*About this exercise*: Return all of the entries exactly, but do not include the pictures.

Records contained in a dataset

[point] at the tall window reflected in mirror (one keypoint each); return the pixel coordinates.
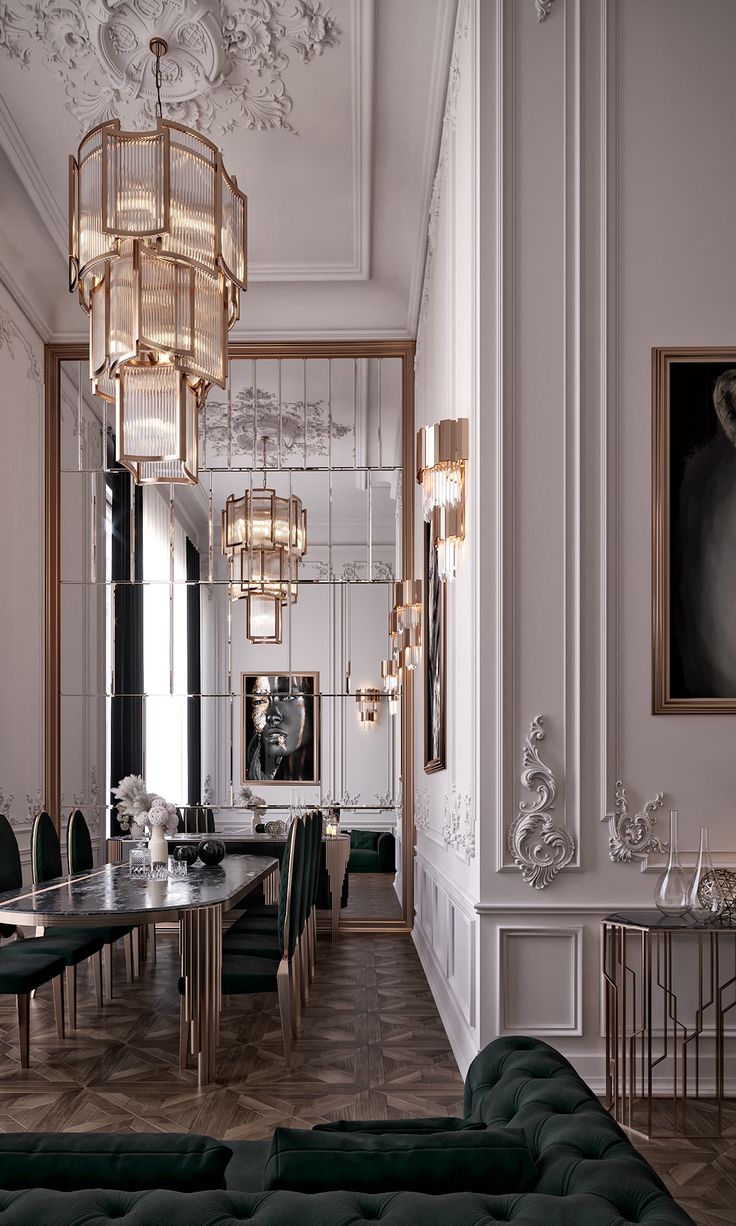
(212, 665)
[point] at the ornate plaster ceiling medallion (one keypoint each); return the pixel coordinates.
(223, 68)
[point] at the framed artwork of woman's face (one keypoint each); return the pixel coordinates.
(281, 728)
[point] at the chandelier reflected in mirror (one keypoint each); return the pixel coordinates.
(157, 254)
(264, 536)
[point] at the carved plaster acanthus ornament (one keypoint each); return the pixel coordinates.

*Written response*:
[point] at the tall window reflected in mirror (one keypoint each); return the pixel coordinates.
(212, 665)
[point] at the ornate plaster ceiling medallion (one keypoint each); return the pixel coordinates.
(223, 68)
[point] at the framed artwork of woman's face (one keypoint each); return the pixel coordinates.
(281, 728)
[point] at the chandelier reflected in mirror (one keypoint each); return the pixel coordinates.
(157, 254)
(264, 536)
[point] at the carved plaster acanthus ornament (one keypoint each); return the pixel coordinates.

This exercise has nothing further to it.